→ TASK PROMPT
Reproduce verbatim the lines of the material below, beginning with the line that contains "An instance is defined as any distinct occurrence of bed." and continuing through the line that contains "[91,234,418,412]", with both of those lines included.

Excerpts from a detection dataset
______________________________

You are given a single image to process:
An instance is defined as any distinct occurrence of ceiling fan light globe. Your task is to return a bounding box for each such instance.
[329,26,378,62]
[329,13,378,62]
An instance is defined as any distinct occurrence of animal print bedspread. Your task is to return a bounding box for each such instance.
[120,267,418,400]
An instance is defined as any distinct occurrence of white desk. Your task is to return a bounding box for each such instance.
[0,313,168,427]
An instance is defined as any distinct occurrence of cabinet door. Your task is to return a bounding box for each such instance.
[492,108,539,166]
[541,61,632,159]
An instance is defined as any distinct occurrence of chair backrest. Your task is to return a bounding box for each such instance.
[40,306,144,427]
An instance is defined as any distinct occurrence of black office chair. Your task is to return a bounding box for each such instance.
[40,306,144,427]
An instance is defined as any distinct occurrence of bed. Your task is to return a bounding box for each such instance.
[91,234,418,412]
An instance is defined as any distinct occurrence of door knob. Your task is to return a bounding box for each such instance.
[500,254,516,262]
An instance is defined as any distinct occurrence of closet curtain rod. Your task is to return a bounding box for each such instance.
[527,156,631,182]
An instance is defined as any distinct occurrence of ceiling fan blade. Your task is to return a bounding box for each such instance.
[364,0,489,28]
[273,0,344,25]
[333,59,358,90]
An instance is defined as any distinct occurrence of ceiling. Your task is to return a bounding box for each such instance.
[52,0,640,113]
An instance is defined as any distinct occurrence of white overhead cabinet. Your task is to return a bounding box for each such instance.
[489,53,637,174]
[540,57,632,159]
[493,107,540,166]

______________________________

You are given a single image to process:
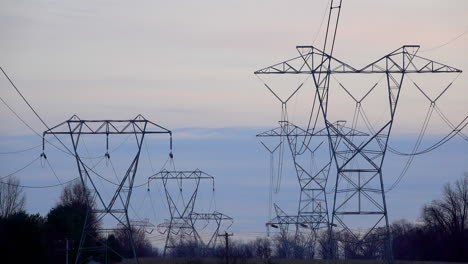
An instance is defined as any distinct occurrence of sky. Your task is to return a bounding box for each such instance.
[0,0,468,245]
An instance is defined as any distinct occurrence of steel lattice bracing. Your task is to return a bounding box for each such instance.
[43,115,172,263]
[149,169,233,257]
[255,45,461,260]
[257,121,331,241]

______________________________

→ ANSWER FOR THE TASK
An instance is defined as any distinct occurrence of bed. Your task is to return a bounding box for each such instance.
[91,234,418,412]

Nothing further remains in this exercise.